• YOUR GOAL: Copy out everything below from the line containing "# test: put a marker on the hillside, one" down to the end of the items, both ends included. Leave the pictures out of your answer.

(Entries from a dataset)
----

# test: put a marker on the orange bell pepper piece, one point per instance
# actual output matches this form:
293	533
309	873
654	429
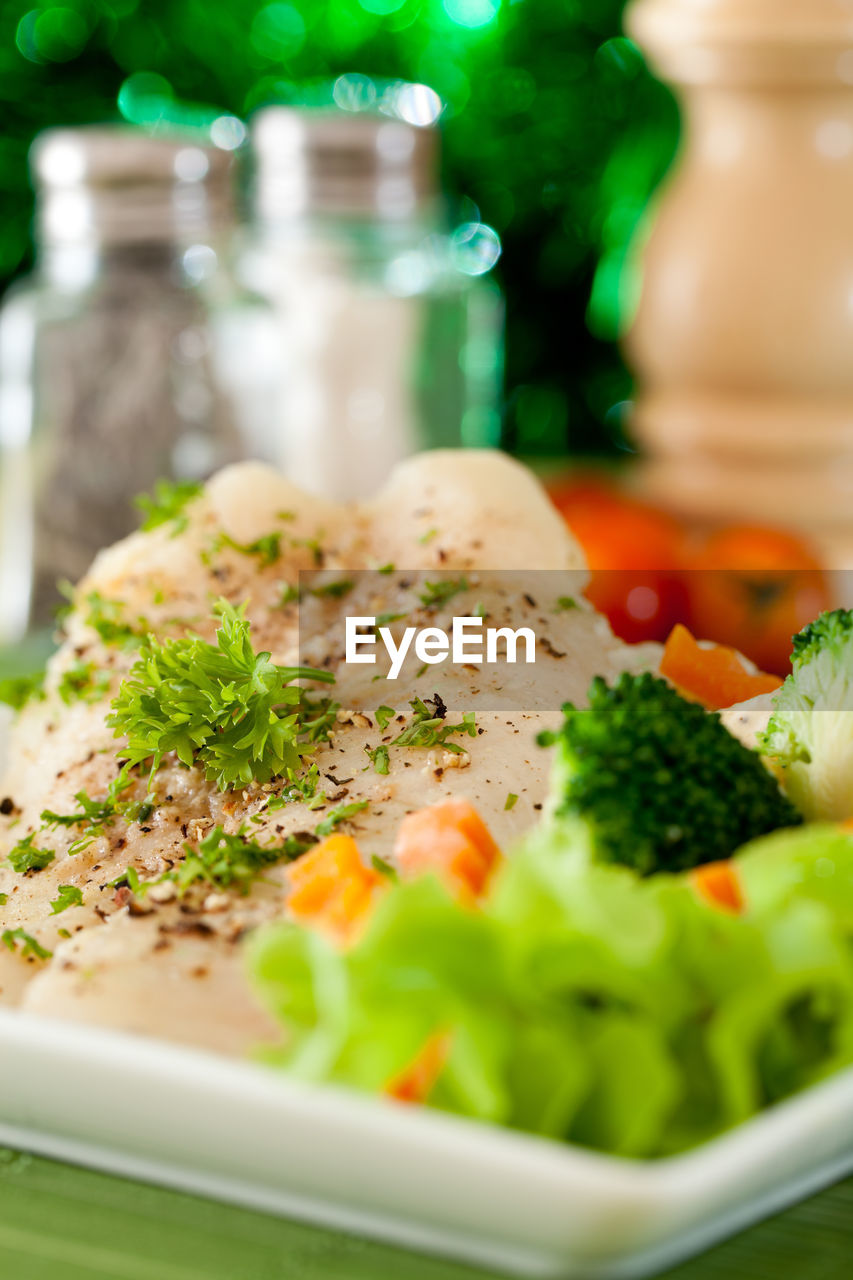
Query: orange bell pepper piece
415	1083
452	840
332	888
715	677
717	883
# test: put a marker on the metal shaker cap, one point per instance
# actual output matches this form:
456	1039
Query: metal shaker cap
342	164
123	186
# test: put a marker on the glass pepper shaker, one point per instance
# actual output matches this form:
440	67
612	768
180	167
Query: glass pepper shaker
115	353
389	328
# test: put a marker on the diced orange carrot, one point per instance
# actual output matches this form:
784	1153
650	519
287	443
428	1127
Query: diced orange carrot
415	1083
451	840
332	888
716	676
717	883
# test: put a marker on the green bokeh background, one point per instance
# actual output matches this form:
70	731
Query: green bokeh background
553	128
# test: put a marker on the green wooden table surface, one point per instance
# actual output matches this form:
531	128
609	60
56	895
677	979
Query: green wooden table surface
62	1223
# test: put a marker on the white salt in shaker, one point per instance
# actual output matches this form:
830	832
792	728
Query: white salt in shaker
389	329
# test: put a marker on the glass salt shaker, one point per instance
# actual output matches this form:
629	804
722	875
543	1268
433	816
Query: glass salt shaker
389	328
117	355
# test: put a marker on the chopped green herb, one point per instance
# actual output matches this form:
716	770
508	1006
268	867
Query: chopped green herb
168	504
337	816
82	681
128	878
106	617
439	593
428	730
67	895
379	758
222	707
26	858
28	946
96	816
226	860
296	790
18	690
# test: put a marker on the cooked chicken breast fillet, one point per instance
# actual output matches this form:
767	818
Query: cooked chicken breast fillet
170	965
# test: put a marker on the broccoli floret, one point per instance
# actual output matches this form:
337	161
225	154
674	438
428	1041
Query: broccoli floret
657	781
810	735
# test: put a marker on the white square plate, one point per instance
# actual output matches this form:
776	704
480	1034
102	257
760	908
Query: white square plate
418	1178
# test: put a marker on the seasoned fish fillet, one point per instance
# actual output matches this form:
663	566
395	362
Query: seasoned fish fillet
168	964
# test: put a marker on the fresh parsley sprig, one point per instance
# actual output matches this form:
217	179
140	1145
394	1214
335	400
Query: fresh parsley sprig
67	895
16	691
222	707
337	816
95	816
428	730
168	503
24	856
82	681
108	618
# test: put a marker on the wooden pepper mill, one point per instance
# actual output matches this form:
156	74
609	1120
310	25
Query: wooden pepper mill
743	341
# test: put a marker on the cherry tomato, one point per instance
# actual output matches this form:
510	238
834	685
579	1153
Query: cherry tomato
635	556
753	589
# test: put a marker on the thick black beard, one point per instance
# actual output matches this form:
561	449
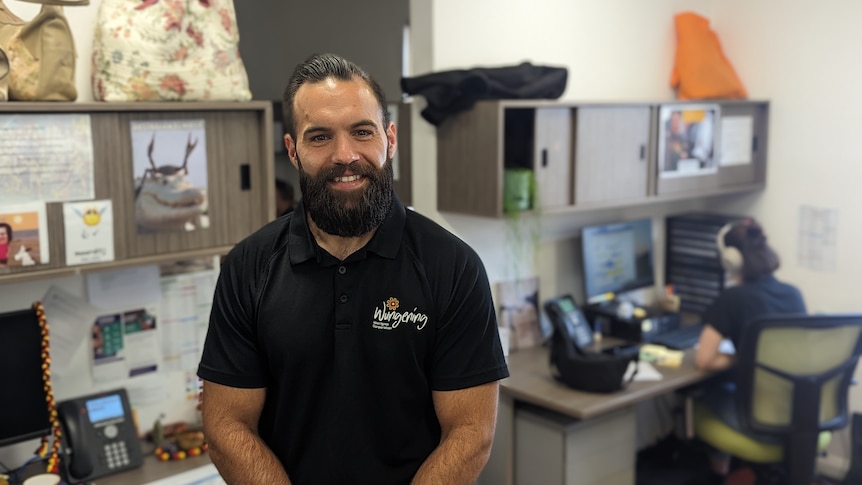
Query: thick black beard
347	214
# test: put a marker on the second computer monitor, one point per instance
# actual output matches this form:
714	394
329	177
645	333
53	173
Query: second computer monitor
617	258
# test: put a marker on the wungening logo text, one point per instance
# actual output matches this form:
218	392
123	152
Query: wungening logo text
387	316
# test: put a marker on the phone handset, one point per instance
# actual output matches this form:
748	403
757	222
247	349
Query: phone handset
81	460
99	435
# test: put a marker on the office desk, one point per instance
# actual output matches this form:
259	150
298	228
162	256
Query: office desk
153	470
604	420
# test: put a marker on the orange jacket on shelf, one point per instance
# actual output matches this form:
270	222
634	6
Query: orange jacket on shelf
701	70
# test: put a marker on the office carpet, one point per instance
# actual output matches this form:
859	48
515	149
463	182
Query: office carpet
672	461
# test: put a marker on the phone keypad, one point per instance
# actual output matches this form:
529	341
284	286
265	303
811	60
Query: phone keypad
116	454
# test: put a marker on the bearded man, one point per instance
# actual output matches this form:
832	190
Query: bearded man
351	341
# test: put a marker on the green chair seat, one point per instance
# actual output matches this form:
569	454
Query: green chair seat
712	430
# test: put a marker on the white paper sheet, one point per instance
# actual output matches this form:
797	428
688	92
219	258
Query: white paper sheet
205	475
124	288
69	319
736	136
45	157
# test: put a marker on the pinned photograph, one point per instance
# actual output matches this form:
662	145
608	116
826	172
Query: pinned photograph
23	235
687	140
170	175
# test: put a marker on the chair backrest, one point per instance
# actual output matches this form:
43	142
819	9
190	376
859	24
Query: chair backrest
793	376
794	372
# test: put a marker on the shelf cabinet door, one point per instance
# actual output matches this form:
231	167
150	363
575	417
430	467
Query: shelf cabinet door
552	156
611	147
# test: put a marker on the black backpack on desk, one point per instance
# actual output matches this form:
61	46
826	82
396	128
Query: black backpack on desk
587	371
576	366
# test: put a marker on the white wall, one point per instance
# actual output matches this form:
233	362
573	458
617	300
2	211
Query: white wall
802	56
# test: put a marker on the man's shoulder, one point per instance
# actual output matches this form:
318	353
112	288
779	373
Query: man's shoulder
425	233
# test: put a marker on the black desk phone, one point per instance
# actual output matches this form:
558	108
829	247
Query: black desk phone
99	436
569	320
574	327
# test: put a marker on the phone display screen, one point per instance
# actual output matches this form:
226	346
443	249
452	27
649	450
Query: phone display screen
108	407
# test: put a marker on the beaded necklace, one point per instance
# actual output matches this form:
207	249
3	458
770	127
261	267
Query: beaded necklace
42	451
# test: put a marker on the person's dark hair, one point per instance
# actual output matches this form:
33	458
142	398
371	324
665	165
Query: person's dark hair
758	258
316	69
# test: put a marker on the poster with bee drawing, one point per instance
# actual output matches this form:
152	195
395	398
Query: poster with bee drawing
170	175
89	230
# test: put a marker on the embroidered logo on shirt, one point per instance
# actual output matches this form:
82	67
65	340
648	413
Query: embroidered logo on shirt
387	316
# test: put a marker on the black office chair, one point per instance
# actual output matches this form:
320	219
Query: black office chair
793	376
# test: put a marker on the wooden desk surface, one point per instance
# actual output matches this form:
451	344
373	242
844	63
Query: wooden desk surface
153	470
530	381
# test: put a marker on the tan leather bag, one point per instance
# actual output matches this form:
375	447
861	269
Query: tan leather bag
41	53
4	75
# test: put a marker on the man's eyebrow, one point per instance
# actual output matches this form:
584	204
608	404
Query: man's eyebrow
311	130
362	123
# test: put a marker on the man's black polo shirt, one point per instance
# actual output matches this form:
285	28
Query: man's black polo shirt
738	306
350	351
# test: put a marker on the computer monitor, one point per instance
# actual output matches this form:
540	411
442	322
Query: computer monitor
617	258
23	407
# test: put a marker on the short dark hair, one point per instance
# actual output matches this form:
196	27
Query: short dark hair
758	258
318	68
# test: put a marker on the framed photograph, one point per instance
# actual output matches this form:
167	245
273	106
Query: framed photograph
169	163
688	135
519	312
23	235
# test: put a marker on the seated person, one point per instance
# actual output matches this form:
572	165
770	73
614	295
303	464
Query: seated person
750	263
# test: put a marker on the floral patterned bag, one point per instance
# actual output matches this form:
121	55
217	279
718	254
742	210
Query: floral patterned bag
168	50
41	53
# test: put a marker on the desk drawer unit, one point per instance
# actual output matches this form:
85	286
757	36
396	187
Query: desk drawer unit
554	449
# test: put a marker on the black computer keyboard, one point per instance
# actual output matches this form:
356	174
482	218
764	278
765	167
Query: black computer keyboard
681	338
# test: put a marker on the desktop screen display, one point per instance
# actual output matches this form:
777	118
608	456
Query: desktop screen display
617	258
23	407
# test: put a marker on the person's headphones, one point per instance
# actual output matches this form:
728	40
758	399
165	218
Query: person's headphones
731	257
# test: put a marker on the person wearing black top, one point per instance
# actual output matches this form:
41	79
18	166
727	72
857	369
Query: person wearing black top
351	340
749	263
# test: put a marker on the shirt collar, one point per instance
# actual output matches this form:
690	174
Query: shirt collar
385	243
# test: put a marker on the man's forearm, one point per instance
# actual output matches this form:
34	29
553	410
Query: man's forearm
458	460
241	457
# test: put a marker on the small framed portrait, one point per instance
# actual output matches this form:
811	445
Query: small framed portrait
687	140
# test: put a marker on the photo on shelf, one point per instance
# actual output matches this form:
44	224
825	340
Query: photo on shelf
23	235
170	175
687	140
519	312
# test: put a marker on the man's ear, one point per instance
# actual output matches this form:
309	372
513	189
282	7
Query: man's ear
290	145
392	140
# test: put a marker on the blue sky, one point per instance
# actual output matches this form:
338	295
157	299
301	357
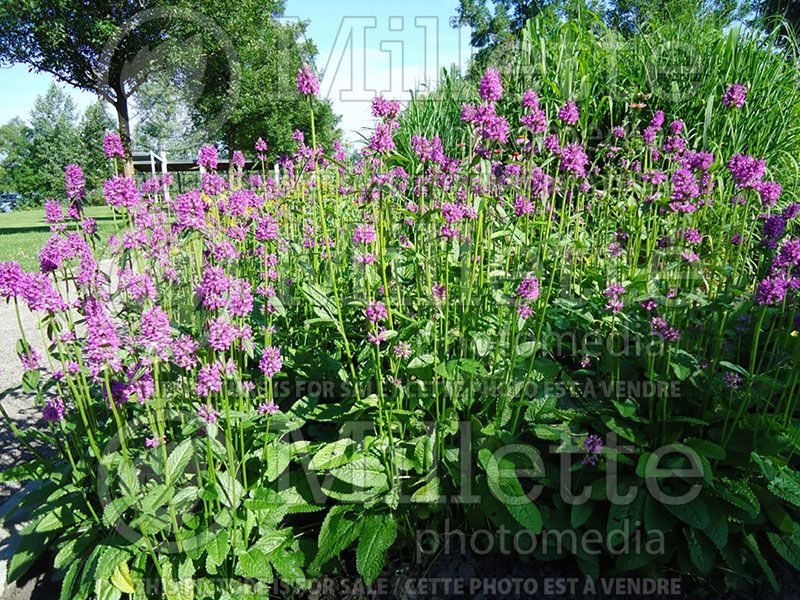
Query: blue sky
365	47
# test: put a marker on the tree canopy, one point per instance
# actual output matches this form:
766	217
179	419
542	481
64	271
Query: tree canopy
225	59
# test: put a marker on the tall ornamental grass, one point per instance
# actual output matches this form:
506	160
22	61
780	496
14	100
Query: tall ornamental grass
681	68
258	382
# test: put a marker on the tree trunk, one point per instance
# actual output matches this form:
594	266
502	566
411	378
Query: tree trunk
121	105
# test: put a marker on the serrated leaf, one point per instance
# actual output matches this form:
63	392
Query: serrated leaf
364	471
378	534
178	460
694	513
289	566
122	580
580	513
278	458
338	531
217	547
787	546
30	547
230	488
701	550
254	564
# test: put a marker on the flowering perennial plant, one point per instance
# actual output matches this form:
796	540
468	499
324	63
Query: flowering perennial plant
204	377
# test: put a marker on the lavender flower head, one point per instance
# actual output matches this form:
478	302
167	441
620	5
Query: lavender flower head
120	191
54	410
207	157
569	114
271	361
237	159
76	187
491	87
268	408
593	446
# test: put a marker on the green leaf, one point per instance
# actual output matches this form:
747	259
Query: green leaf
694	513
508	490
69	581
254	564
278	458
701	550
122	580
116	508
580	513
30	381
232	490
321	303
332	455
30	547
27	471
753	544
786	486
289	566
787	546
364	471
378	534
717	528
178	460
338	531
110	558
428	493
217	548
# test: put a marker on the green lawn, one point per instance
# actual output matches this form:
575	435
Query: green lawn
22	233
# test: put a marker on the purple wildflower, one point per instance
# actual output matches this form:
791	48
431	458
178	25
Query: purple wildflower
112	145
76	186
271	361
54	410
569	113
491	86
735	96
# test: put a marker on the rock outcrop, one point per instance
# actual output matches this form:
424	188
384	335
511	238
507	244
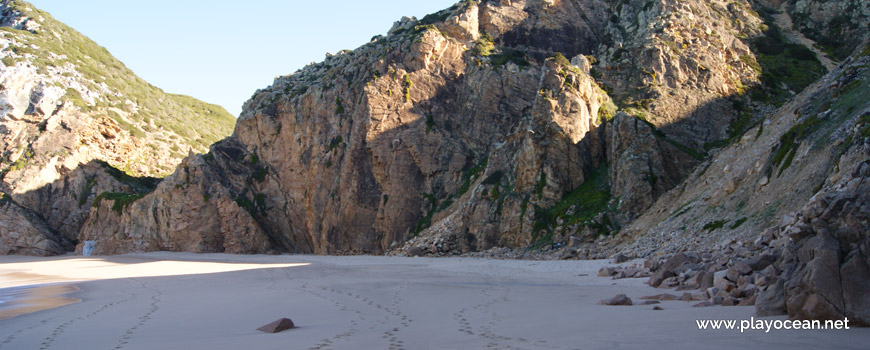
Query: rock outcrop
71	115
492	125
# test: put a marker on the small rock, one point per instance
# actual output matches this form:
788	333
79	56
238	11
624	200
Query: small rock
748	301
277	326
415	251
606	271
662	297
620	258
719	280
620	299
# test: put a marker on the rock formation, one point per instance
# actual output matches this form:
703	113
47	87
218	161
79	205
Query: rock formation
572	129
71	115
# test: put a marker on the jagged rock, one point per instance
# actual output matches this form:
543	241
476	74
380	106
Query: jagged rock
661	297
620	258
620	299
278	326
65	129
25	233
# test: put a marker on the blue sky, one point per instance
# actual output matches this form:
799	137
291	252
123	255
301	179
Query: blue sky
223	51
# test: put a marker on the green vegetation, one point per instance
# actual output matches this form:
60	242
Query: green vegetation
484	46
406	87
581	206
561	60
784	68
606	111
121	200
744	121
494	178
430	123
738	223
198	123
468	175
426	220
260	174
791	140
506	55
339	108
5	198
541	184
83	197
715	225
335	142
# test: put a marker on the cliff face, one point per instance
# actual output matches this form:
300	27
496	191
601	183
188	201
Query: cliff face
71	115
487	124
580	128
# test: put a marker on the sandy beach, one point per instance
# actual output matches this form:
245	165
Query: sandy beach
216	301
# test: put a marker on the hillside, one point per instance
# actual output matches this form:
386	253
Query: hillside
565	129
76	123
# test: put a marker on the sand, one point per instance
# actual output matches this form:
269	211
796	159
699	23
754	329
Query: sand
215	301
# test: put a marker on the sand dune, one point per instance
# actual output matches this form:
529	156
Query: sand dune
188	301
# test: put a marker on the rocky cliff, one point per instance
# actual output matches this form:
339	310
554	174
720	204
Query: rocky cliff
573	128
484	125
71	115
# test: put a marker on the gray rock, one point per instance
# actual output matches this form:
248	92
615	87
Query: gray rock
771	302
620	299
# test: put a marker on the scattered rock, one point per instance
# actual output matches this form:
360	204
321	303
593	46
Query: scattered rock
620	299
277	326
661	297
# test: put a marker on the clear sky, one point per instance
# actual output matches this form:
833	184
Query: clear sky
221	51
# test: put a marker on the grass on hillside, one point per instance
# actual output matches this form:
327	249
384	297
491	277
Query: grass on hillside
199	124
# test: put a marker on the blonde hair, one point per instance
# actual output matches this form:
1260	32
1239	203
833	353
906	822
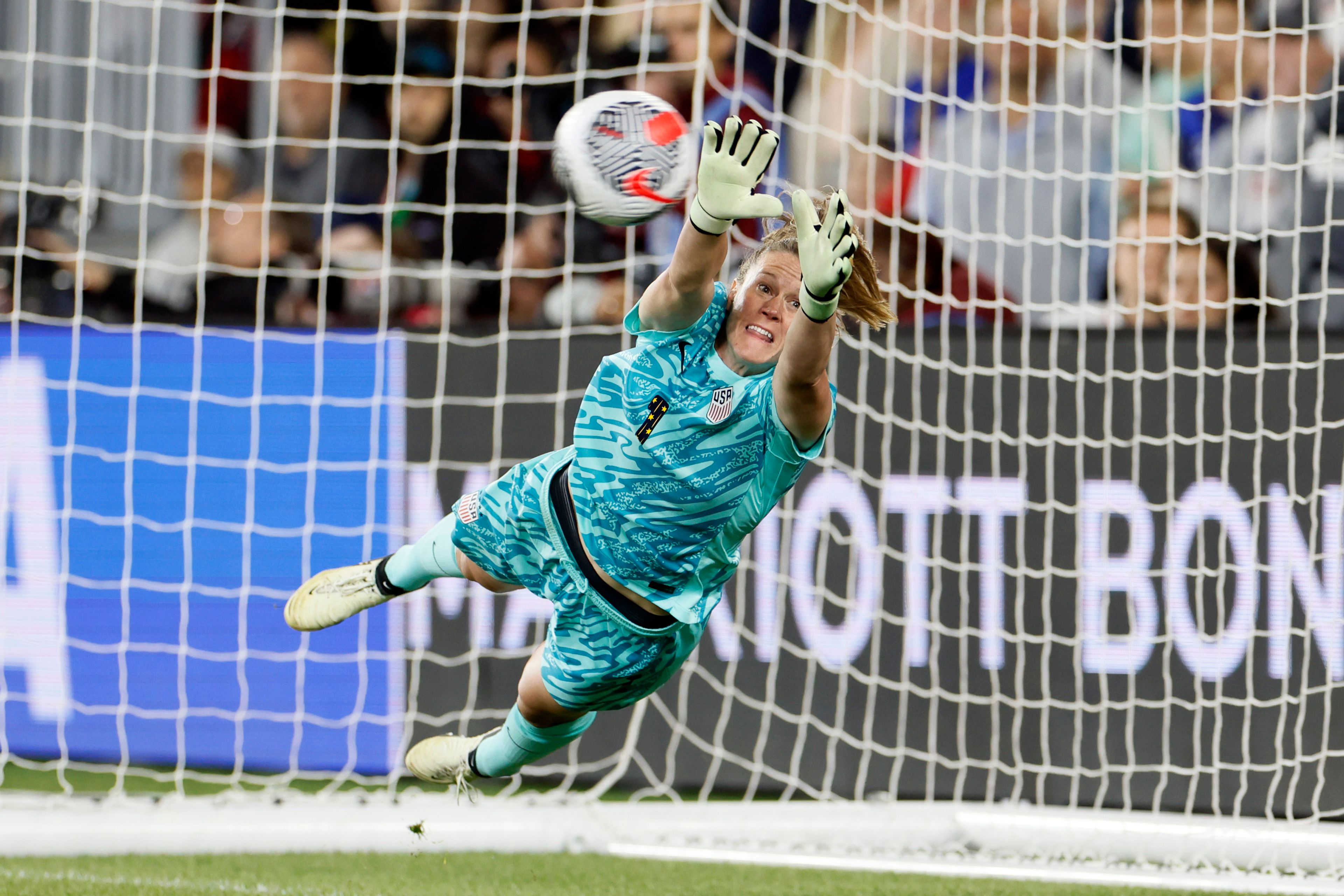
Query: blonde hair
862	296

----

• TASK ANSWER:
# test: put a marker on the hillside, one point per instance
# actual output matches this form:
386	253
Query: hillside
565	129
76	123
# test: put a marker on the sand, one point per instance
# actual output matches this form:
269	211
796	159
699	23
754	329
Query: sand
215	301
# test: put a marker on the sand dune, one point per instance
# actual output matches this form:
529	156
Query: sand dune
188	301
# test: put a marker on the rocky cliff, one point per instance
# actual output matches this form:
339	310
554	174
720	204
Query: rocky cliff
573	128
484	125
71	115
# test: put a marker on the gray rock, one point per instance
# actual output matches this form:
248	92
615	87
Query: gray rock
771	302
620	299
# test: put a marker on the scattered rock, one point per instance
# actual output matches this form:
360	204
321	303
593	46
Query: scattered rock
620	299
277	326
661	297
# test: put a marker on the clear sky, one point per instance
# actual output matches this form:
833	184
Query: clear sky
221	51
# test: put a marker on the grass on hillside, one point per instance
# actual output matches this form:
327	249
384	297
491	277
Query: grass on hillside
199	124
# test: put a marker on the blonde hair, one point per instance
# actual output matches this form:
1260	32
1239	203
833	353
906	822
Query: blonde hair
862	296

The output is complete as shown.